> **Source text**:
NYMC Faculty Publications

Chronic Thromboembolic Pulmonary Hypertension: Epidemiology, Diagnosis, and Management

Journal Title

Cardiology in Review

First Page

62

Last Page

72

Document Type

Article

Publication Date

March 2018

Department

Medicine

Abstract

Chronic thromboembolic pulmonary hypertension (CTEPH), classified as World Health Organization (WHO) group 4 pulmonary hypertension (PH), is an interesting and rare pulmonary vascular disorder secondary to mechanical obstruction of the pulmonary vasculature from thromboembolism resulting in PH. The pathophysiology is complex, beginning with mechanical obstruction of the pulmonary arteries, which eventually leads to arteriopathic changes and vascular remodeling in the nonoccluded arteries and in the distal segments of the occluded arteries mediated by thrombus nonresolution, abnormal angiogenesis, endothelial dysfunction, and various local growth factors. Based on available data, CTEPH is a rare disease entity occurring in a small proportion (0.5-3%) of patients after acute pulmonary embolism with an annual incidence ranging anywhere between 1 and 7 cases per million population. It is often underdiagnosed or misdiagnosed as idiopathic pulmonary arterial hypertension due to a lack of clinical suspicion or the under-utilization of radionuclide ventilation/perfusion scan. Although the current standard remains planar ventilation/perfusion scintigraphy as the initial imaging study to screen for CTEPH, and invasive pulmonary angiography with right heart catheterization as confirmatory modalities, they are likely to be replaced by modalities that can provide both anatomic and functional data while minimizing radiation exposure. Surgery is the gold standard treatment and offers better improvements in clinical and hemodynamic parameters compared with medical therapy. The management of CTEPH requires a multidisciplinary team, operability assessment, experienced surgical center, and the consideration of medical PH-directed therapies in patients who have inoperable disease, in addition to supportive therapies. Although, balloon pulmonary angioplasty is gaining interest to improve pulmonary hemodynamics and symptoms in CTEPH patients not amenable to surgery, further investigative randomized studies are needed to validate its use. It is very important for the present-day physician to be familiar with the disease entity and its appropriate evaluation to facilitate early diagnosis and appropriate management.

> **Exercises to complete**:
1 – Using the CTEPH article page, answer:
(a) Which journal published the article?
(b) What share of patients develop CTEPH after acute pulmonary embolism?
(c) Which treatment does the abstract call the gold standard?
2 – Rewrite as a short bulleted list the abstract paragraph in the CTEPH article page that begins "Chronic thromboembolic pulmonary hypertension (CTEPH), classified as". Keep its main facts.

> **Information provided**:

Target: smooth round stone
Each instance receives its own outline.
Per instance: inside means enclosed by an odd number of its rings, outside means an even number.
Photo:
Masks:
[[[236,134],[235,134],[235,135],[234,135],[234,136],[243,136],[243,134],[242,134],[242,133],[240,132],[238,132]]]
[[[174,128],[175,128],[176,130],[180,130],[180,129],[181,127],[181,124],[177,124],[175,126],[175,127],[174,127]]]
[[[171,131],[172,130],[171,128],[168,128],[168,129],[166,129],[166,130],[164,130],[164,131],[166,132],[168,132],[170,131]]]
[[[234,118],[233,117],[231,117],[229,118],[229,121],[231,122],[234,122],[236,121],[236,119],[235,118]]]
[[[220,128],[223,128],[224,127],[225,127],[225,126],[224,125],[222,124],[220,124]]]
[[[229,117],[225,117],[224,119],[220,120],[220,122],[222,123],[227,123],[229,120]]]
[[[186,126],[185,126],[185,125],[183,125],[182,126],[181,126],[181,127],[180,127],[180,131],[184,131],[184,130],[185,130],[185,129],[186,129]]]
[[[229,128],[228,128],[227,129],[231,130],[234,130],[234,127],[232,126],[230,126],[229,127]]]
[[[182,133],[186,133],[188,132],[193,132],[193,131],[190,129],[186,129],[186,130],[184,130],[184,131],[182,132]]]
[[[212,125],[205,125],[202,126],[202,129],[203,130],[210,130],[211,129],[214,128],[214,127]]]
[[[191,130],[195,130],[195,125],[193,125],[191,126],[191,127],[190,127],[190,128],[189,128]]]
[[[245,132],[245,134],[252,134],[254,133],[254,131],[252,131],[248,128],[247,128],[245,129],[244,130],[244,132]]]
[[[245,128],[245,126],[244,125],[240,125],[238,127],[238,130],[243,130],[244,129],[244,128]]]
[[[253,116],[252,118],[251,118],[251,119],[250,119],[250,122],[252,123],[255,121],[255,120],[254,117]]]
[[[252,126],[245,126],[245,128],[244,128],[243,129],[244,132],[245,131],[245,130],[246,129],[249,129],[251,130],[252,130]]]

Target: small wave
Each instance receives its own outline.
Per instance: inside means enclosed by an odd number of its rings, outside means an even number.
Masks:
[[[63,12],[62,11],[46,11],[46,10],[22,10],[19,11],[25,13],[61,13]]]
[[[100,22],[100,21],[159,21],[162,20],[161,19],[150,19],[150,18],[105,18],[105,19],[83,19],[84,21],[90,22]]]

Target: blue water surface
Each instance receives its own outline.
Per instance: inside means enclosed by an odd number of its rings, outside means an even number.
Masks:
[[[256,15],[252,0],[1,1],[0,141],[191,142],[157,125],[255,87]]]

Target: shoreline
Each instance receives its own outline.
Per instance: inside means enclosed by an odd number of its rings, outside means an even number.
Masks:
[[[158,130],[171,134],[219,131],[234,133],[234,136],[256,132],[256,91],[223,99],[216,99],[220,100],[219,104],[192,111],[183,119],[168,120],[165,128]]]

> **Responses in order**:
1 –
(a) Cardiology in Review
(b) 0.5-3%
(c) Surgery

2 –
- CTEPH is WHO group 4 pulmonary hypertension. It is a rare disorder caused by thromboembolic obstruction of the pulmonary vessels.
- Obstruction of the pulmonary arteries leads to arteriopathy and vascular remodeling. This is driven by thrombus nonresolution, abnormal angiogenesis, endothelial dysfunction, and local growth factors.
- It occurs in 0.5-3% of patients after acute pulmonary embolism, with 1 to 7 cases per million each year.
- It is often underdiagnosed or mistaken for idiopathic pulmonary arterial hypertension because of low clinical suspicion or underuse of ventilation/perfusion scans.
- The V/Q scan is the current screening standard. Pulmonary angiography with right heart catheterization confirms the diagnosis. Newer methods giving anatomic and functional data with less radiation may replace both.
- Surgery is the gold standard and gives better results than medical therapy.
- Care needs a multidisciplinary team, operability assessment, and an experienced surgical center. PH-directed medical therapy is for inoperable disease, along with supportive therapy.
- Balloon pulmonary angioplasty shows promise for patients who cannot have surgery, but it needs randomized studies.
- Physicians should know the disease so that it is diagnosed early and managed well.